- **Document section**
* * * *

We compute a vector embedding, quantize the first 64 dimensions, and hash the result. Semantically similar queries produce the same hash.
Firewall Architecture
The firewall runs before forwarding to upstream:
- Extract text from request body (messages, prompt, etc.)
- Compute embedding using local ONNX model (~1ms)
- Compare against threat patterns via cosine similarity
- Block/warn/log based on configured thresholds
// Simplified firewall check
if cosine_similarity(request_embedding, pattern_embedding) > 0.85 {
return Err(BlockedByFirewall);
}
For streaming responses, we also monitor the output and can terminate mid-stream if the AI starts generating policy-violating content.
Evidence Pipeline
All requests are logged asynchronously:
Request → MPSC Channel → Background Worker → PostgreSQL
│
└── Non-blocking, ~10,000 buffer
Evidence is never on the critical path. Your requests don’t wait for logging.
Tech Stack
| Component | Technology |
|---|
| Language | Rust 1.75+ |
| Web framework | Axum 0.7 |
| Async runtime | Tokio |
| Database | PostgreSQL + pgvector |
| Cache | Redis + in-memory LRU |
| Embeddings | ONNX Runtime |
| Deployment | Docker / Kubernetes |
Resilience
- Rate limiting: Per API key, configurable
- Circuit breakers: Automatic failover on upstream errors
- Connection pooling: Efficient database/Redis connections
- Graceful shutdown: In-flight requests complete
Raptor is designed to be invisible. If we add latency you notice, that’s a bug.

* * * *

- **Extracted data**
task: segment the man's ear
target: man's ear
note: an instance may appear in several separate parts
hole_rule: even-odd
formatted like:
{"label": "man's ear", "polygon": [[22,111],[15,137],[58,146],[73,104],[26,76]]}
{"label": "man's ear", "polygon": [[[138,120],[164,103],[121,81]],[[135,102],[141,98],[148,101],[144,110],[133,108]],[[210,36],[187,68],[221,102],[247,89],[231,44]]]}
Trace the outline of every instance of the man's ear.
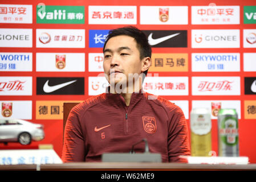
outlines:
{"label": "man's ear", "polygon": [[146,70],[149,69],[149,67],[151,65],[151,58],[150,58],[149,57],[143,58],[143,59],[141,60],[141,72],[144,72]]}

* * * *

- **Exercise directions**
Duplicate the part of the Raptor write-up running from "We compute a" up to and including "ONNX model (~1ms)". Work only from the Raptor write-up; nothing else is needed.

- **Exercise response**
We compute a vector embedding, quantize the first 64 dimensions, and hash the result. Semantically similar queries produce the same hash.
Firewall Architecture
The firewall runs before forwarding to upstream:
- Extract text from request body (messages, prompt, etc.)
- Compute embedding using local ONNX model (~1ms)